[Task directions] Without the images, write out the whole listing exactly.

[Pointing records]
####

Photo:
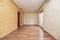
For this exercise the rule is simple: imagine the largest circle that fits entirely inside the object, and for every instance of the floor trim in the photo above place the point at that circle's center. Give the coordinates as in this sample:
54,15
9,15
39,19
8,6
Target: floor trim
47,32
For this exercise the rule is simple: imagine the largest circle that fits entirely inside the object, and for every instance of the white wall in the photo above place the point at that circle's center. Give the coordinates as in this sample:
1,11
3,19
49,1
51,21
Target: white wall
52,18
41,19
30,18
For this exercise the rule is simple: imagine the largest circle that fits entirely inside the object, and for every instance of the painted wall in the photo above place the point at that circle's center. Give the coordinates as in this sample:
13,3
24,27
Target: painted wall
30,18
41,19
21,19
8,17
52,18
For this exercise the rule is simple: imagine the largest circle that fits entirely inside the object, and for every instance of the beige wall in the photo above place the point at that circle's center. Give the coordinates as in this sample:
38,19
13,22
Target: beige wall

####

[Correct answer]
Photo:
For this exercise the rule is simple: imagine the largest circle that fits entirely inside the object, and for every instance of the floor trim in the photo above place the point at that circle's center. Give the coordinates as in this sample:
54,15
9,15
39,19
8,6
Target: floor trim
47,32
For this exercise the rule is simple: imagine the largest circle that fits entirely inside the object, and for every instance of the white wall in the photo above place the point at that circle's center. Give the coordinates as in this sample:
1,11
3,19
49,1
51,21
Target: white wall
52,18
41,19
30,18
For this exercise the rule is simple: imagine the largest circle that fits entirely inside the object, and for every instance of the painted wall in the photo above place the point at that circle's center. Give the coordinates as in this sample:
13,3
24,27
Target: painted wall
30,18
41,19
21,19
8,17
52,18
For this exercise the rule is simple: imagine the largest circle that fits entirely inside the object, and for every instance of the beige wall in the photo above place the point at that circle's center. Give the coordinates as in this sample:
38,19
13,22
Target: beige wall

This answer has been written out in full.